All of the records should be given back exactly and in full.
※ ※ ※
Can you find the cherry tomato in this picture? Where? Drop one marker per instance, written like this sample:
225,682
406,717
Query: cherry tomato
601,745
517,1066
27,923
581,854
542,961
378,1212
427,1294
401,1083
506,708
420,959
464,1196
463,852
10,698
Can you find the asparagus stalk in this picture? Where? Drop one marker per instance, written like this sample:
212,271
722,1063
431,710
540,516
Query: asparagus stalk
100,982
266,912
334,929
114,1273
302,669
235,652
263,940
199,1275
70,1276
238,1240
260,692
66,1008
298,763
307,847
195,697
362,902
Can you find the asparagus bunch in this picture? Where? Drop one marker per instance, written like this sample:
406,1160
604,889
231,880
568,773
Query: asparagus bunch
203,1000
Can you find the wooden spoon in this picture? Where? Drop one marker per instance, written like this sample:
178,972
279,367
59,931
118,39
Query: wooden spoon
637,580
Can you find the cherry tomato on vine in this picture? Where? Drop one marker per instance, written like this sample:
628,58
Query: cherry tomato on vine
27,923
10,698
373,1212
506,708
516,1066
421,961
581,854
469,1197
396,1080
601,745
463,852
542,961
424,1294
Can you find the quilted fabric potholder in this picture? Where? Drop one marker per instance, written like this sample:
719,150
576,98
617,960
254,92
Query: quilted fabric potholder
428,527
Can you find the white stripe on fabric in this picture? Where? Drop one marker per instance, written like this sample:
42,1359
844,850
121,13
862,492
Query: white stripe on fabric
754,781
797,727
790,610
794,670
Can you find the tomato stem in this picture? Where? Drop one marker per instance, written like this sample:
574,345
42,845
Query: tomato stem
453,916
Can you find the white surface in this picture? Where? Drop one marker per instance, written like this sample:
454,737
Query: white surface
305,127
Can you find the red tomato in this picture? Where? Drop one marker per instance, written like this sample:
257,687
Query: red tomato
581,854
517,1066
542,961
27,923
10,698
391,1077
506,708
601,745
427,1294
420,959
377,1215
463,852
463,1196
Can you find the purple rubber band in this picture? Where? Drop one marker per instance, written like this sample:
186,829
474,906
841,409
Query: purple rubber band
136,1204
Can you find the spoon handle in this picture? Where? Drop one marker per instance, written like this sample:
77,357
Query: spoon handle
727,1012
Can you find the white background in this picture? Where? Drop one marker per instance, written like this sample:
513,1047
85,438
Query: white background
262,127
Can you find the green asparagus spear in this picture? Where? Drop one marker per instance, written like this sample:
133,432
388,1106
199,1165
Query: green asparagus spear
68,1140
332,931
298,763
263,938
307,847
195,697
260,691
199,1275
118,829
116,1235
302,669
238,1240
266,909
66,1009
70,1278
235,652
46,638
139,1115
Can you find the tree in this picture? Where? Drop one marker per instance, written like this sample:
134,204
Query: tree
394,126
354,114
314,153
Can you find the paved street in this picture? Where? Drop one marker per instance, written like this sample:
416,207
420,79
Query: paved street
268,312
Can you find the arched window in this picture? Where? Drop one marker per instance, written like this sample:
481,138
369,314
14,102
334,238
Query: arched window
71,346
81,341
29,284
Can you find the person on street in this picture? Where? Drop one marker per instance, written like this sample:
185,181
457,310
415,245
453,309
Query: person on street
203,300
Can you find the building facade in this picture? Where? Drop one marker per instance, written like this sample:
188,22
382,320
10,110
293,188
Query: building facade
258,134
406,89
※ ※ ※
- PROBLEM SOLUTION
Can you find the cherry tomato in this picture? Where? Drop one marker per instance, written like this sample:
225,682
406,717
Query: cherry tomato
601,745
517,1066
27,923
581,854
542,961
378,1212
427,1294
401,1083
506,708
420,959
464,1196
463,852
10,698
Can you find the asparagus stalk in this picture? Where? Drop one marker per instance, written like this sample:
212,271
722,1063
431,710
540,516
Query: asparagus stalk
100,982
266,912
334,929
114,1273
302,669
235,652
263,940
199,1275
70,1276
238,1240
260,692
66,1008
298,763
307,847
195,697
362,902
Can you find the asparagus bunch in this picture? Where? Drop one marker per instance, written like this sample:
406,1160
604,889
231,880
568,773
Query: asparagus bunch
203,1000
Can you find the wooden spoon in this picture? Where? Drop one marker per instance, written like this sample:
178,972
279,367
59,931
118,39
Query: wooden spoon
637,580
Can you find the cherry tomato on vine in this picture? Where? Drop one marker per instance, written like this sample:
628,58
Query: cherry tomato on vine
27,923
10,698
373,1212
506,708
516,1066
421,961
581,854
469,1197
396,1080
601,745
463,852
542,961
424,1294
Can you find the quilted fabric potholder in this picture? Where? Drop one marker per instance, written like this sample:
719,150
576,98
617,960
254,92
Query: quilted fabric potholder
428,527
Can you find the white stripe on fabric in this picture? Where? Drop one marker per instance, written like this sample:
42,1359
844,850
121,13
862,492
Query: white stripe on fabric
754,781
797,727
790,610
794,670
Can you find the tomato stem in this picture? Where? Drop one marker per instance, written like this sample:
574,345
42,845
Query: tomato stem
453,916
Can you find the white surface in this picture? Where? Drop one marker per instance, written like this sample:
454,737
Query: white surface
305,127
Can you find the red tomato in this picture? Where? Drop one marker per instance, written like this sample:
257,687
Query: red tomato
581,854
517,1066
542,961
27,923
10,698
391,1077
506,708
601,745
427,1294
420,959
377,1215
463,852
463,1196
Can you find the purple rubber band in this picture? Where? Drop one marker per instance, written like this sample:
186,829
474,906
841,409
Query: purple rubber band
136,1204
Can you find the spoon handle in this picture? Where? Drop one marker per instance, written like this sample:
77,357
Query: spoon handle
727,1012
Can you find the white background in this picture? Where? Drop one marker per instance, written like this sample:
513,1047
85,438
Query: white background
262,127
Can you find the green asparagus spear in this picture? Where? Drop one marker per instance, written like this sample:
133,432
388,1106
199,1165
Query: green asparagus spear
68,1140
332,931
298,763
263,938
307,847
195,697
260,691
199,1275
118,829
116,1235
302,669
238,1240
266,909
66,1009
70,1278
235,652
46,638
139,1115
Can you find the tree in this picture? Where? Drop one marker per instance, written like this sample:
134,204
Query: tree
394,126
354,114
314,153
Can you find the paved street in this picture? Where? Drop one marker per instance, written like this sample:
416,207
420,79
Query: paved street
268,312
Can you find the arched window in this picture? Where? Drop one marker per instance, written like this sample:
481,138
369,314
14,102
334,238
Query: arched window
71,346
81,341
29,284
Can you find the person on street in this picture? Where? Drop one marker per instance, written like this sample:
185,181
457,310
415,245
453,309
Query: person on street
203,300
Can you find the building facade in this picture? Where? Drop one marker per instance, written like this sample:
188,22
382,320
10,110
293,188
Query: building facade
258,134
406,89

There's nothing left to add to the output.